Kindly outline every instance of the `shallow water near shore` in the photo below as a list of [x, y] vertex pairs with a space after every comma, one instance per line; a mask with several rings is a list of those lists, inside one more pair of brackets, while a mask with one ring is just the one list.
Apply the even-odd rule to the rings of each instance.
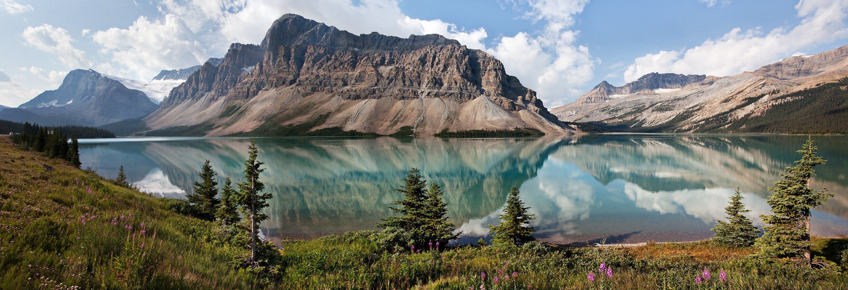
[[[683, 242], [708, 238], [734, 189], [762, 226], [767, 187], [801, 158], [806, 136], [614, 135], [539, 138], [254, 138], [273, 194], [262, 231], [271, 240], [372, 230], [402, 198], [406, 171], [442, 185], [460, 243], [485, 237], [513, 185], [536, 215], [536, 237], [554, 243]], [[812, 230], [848, 235], [848, 137], [813, 136], [811, 182], [836, 196], [813, 211]], [[182, 197], [209, 159], [219, 185], [242, 181], [250, 138], [82, 139], [82, 167], [127, 179], [158, 196]]]

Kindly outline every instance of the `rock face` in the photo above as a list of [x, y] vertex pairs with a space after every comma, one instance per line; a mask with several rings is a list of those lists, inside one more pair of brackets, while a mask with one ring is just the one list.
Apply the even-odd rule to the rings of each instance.
[[[218, 66], [223, 60], [224, 59], [210, 58], [206, 62], [212, 64], [213, 66]], [[184, 81], [186, 79], [188, 79], [188, 76], [192, 75], [192, 73], [200, 70], [200, 67], [202, 66], [203, 64], [198, 64], [190, 68], [181, 69], [181, 70], [162, 70], [162, 71], [159, 71], [159, 74], [156, 75], [156, 76], [153, 76], [153, 80], [151, 80], [150, 81], [167, 81], [167, 80]]]
[[220, 136], [321, 115], [313, 130], [572, 132], [483, 51], [438, 35], [356, 36], [295, 14], [275, 21], [260, 45], [234, 43], [220, 65], [204, 64], [144, 120], [153, 129], [211, 123], [207, 134]]
[[622, 86], [610, 85], [606, 81], [601, 81], [592, 91], [583, 94], [577, 102], [584, 103], [603, 103], [611, 98], [622, 98], [627, 95], [644, 92], [654, 92], [657, 89], [679, 89], [689, 86], [701, 86], [711, 84], [717, 79], [715, 76], [707, 77], [700, 75], [678, 75], [650, 73], [642, 75], [636, 81]]
[[[670, 77], [668, 77], [670, 76]], [[788, 93], [848, 76], [848, 46], [796, 56], [732, 76], [648, 74], [621, 87], [605, 81], [551, 110], [561, 120], [654, 131], [734, 131], [736, 120], [758, 116]], [[646, 81], [650, 80], [668, 80]]]
[[0, 119], [41, 125], [96, 126], [143, 117], [159, 106], [144, 92], [92, 70], [68, 73], [59, 89], [46, 91], [15, 109], [0, 111]]

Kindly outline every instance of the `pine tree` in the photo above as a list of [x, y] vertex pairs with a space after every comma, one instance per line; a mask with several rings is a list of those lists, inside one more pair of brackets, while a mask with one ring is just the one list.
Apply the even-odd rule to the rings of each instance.
[[728, 220], [730, 222], [716, 220], [718, 225], [710, 230], [716, 232], [716, 237], [712, 238], [714, 243], [722, 246], [747, 247], [750, 246], [754, 239], [760, 235], [760, 230], [754, 226], [750, 219], [742, 215], [750, 211], [745, 209], [742, 198], [739, 188], [736, 187], [734, 196], [730, 197], [730, 204], [724, 208], [724, 212], [728, 213]]
[[198, 172], [203, 182], [194, 182], [194, 193], [186, 195], [188, 202], [194, 204], [198, 210], [198, 218], [206, 220], [215, 220], [215, 211], [220, 200], [215, 197], [218, 195], [218, 182], [215, 181], [215, 170], [207, 159], [204, 166]]
[[389, 206], [388, 208], [396, 213], [400, 213], [400, 216], [389, 216], [383, 219], [383, 222], [377, 225], [381, 228], [399, 228], [404, 230], [417, 230], [424, 226], [423, 219], [424, 208], [427, 204], [427, 192], [424, 187], [427, 187], [427, 181], [421, 180], [421, 176], [417, 168], [413, 168], [406, 173], [404, 178], [404, 187], [395, 188], [404, 194], [404, 199], [395, 200], [392, 204], [400, 205], [400, 208]]
[[242, 206], [242, 212], [250, 218], [250, 262], [255, 267], [257, 265], [256, 240], [259, 238], [257, 236], [259, 224], [262, 220], [268, 219], [267, 215], [257, 214], [257, 212], [268, 206], [268, 203], [265, 200], [271, 198], [271, 193], [259, 193], [259, 192], [265, 189], [265, 184], [259, 181], [259, 174], [265, 171], [265, 169], [259, 169], [259, 166], [265, 163], [256, 160], [259, 151], [256, 148], [255, 141], [250, 142], [248, 150], [248, 157], [244, 161], [245, 181], [244, 182], [238, 183], [238, 202]]
[[763, 235], [754, 242], [760, 251], [756, 256], [764, 258], [801, 258], [812, 262], [810, 254], [810, 209], [822, 204], [833, 193], [810, 188], [810, 177], [814, 176], [812, 167], [825, 161], [816, 156], [817, 148], [807, 140], [798, 153], [804, 156], [795, 161], [795, 167], [787, 167], [781, 174], [782, 181], [774, 182], [773, 192], [767, 203], [773, 215], [760, 217], [769, 226], [763, 227]]
[[70, 136], [70, 149], [68, 150], [68, 154], [70, 155], [69, 160], [71, 165], [76, 168], [80, 168], [82, 165], [82, 162], [80, 162], [80, 140], [76, 137], [76, 132], [74, 132]]
[[442, 200], [444, 195], [444, 191], [442, 190], [442, 187], [430, 183], [422, 210], [424, 226], [421, 227], [421, 231], [424, 231], [424, 237], [429, 241], [428, 243], [439, 243], [440, 247], [457, 237], [454, 234], [456, 227], [448, 221], [447, 216], [444, 216], [448, 213], [448, 203]]
[[130, 187], [130, 183], [126, 182], [126, 174], [124, 173], [124, 166], [123, 165], [121, 165], [120, 166], [120, 170], [118, 170], [118, 177], [115, 177], [114, 182], [117, 183], [119, 186], [121, 186], [121, 187]]
[[527, 215], [530, 208], [524, 206], [524, 202], [518, 197], [519, 193], [518, 187], [512, 186], [510, 195], [506, 198], [504, 214], [499, 216], [500, 224], [488, 226], [489, 232], [493, 234], [493, 245], [520, 245], [536, 239], [531, 236], [536, 230], [533, 226], [523, 226], [535, 219], [535, 215]]
[[242, 220], [236, 207], [238, 192], [232, 189], [232, 183], [230, 177], [224, 181], [224, 187], [220, 188], [220, 204], [218, 205], [218, 211], [215, 212], [215, 217], [224, 225], [235, 224]]

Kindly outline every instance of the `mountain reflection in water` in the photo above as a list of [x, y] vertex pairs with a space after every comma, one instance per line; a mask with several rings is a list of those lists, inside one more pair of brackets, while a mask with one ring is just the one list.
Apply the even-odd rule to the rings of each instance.
[[[460, 242], [486, 236], [510, 187], [552, 243], [683, 241], [708, 237], [736, 187], [747, 215], [768, 213], [767, 187], [800, 158], [806, 137], [627, 135], [574, 138], [256, 138], [261, 179], [274, 195], [263, 231], [272, 239], [375, 229], [406, 171], [444, 186]], [[848, 234], [848, 137], [815, 137], [813, 187], [836, 193], [813, 213], [822, 236]], [[218, 182], [241, 181], [248, 138], [86, 139], [83, 167], [165, 196], [192, 192], [209, 159]], [[762, 223], [756, 222], [757, 225]]]

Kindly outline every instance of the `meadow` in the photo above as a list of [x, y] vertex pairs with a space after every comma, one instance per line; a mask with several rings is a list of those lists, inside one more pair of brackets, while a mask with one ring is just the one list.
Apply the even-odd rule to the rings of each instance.
[[0, 137], [0, 289], [845, 289], [848, 239], [812, 267], [708, 241], [394, 249], [376, 231], [282, 240], [262, 267], [232, 226]]

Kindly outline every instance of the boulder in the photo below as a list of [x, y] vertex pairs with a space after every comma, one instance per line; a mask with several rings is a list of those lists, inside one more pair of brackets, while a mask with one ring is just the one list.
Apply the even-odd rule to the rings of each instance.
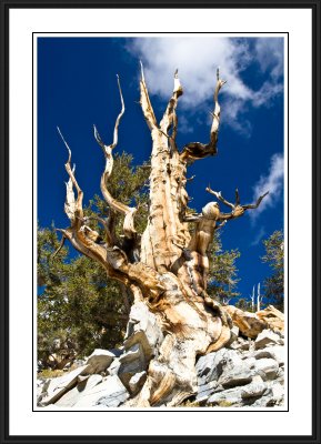
[[254, 313], [243, 312], [234, 305], [222, 307], [232, 319], [233, 324], [240, 329], [240, 332], [248, 337], [257, 337], [260, 332], [267, 329], [267, 323], [261, 321]]
[[253, 372], [259, 374], [263, 381], [270, 381], [277, 377], [279, 364], [271, 357], [263, 357], [261, 360], [257, 360]]
[[143, 386], [147, 380], [147, 372], [136, 373], [129, 381], [129, 389], [132, 394], [137, 394], [139, 390]]
[[267, 349], [254, 352], [253, 357], [255, 357], [255, 360], [271, 357], [277, 361], [279, 365], [284, 365], [284, 347], [282, 345], [268, 346]]
[[63, 376], [50, 380], [43, 387], [40, 405], [46, 406], [56, 403], [56, 401], [78, 383], [78, 376], [84, 374], [87, 370], [88, 365], [82, 365], [72, 372], [66, 373]]
[[263, 330], [257, 337], [255, 342], [255, 350], [264, 349], [268, 345], [280, 345], [282, 344], [281, 337], [272, 332], [272, 330]]
[[74, 408], [88, 408], [96, 405], [118, 407], [129, 397], [129, 393], [117, 375], [107, 376], [101, 383], [86, 391]]
[[241, 397], [248, 400], [250, 397], [262, 396], [267, 391], [267, 384], [263, 382], [262, 377], [257, 375], [250, 384], [244, 385], [241, 390]]
[[252, 373], [250, 367], [245, 364], [241, 364], [234, 369], [224, 370], [222, 376], [219, 379], [219, 383], [224, 387], [234, 387], [237, 385], [245, 385], [252, 381]]
[[108, 350], [96, 349], [86, 362], [88, 365], [87, 373], [96, 374], [106, 372], [114, 357], [114, 354]]
[[129, 389], [129, 381], [137, 373], [141, 373], [147, 369], [147, 360], [140, 343], [132, 345], [126, 353], [119, 357], [120, 367], [118, 376], [121, 382]]
[[205, 356], [201, 356], [197, 363], [199, 385], [210, 381], [218, 381], [224, 371], [242, 365], [242, 360], [234, 350], [221, 349]]
[[83, 376], [76, 387], [67, 392], [60, 400], [56, 402], [59, 407], [73, 407], [80, 398], [87, 394], [92, 387], [102, 382], [101, 375]]
[[214, 393], [209, 400], [209, 405], [218, 406], [218, 407], [241, 407], [242, 406], [242, 397], [241, 397], [241, 389], [230, 389], [224, 390], [223, 392]]
[[156, 356], [158, 346], [163, 341], [163, 334], [157, 317], [143, 302], [136, 302], [130, 310], [130, 317], [124, 337], [124, 349], [140, 343], [146, 360]]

━━━━

Task prompt: Which lines of the material contain the word "list"? Collect each of them and copy it in full.

The result:
Kindly outline every instance of the `shallow water near shore` in the photo below as a list of [x, y] vertex pairs with a space after every comma, one instance per line; a mask with several rings is a list of those lists, inside one more pair of brackets, while a mask with one ring is just the one list.
Kindly outline every instance of the `rock face` in the photo above as a list of [x, y] vertex pairs with a space after every comma, one instance per line; a mask with several rings is a list of those lists, inside one more pair of brackets, while a mask with one ring is just the one list.
Kindly outline every instance of the `pine tree` in the photo above as a list of [x, y] vertex pairs with a space after every comma, one instance per line; a mask with several rings is a list of those lists, inside one more pair of brackets, while a mask with one ring is just the one list.
Kindly outline every instance of the `mountain reflection in water` in the photo above as a list of [x, y] vertex pairs with a space after every comma, one instance per line; a mask with several rings is a list of those lists, inside one more pair of brackets, while a mask with one ring is just the one list.
Kindly outline every instance of the `meadow` in the photo above as a list of [x, y] vertex pairs with a space after every comma, one instance per line; a mask with several rings is a list of those lists, inside one more pair of brackets, while a mask with one ring is just the one list.
Kindly outline every instance of the boulder in the photo below as a list of [x, y] vertex pairs with a space after every comma, one instance per line; a mask with several rings is a list of those lists, inside one more pair of brackets, while a mask with one ring is just the one list.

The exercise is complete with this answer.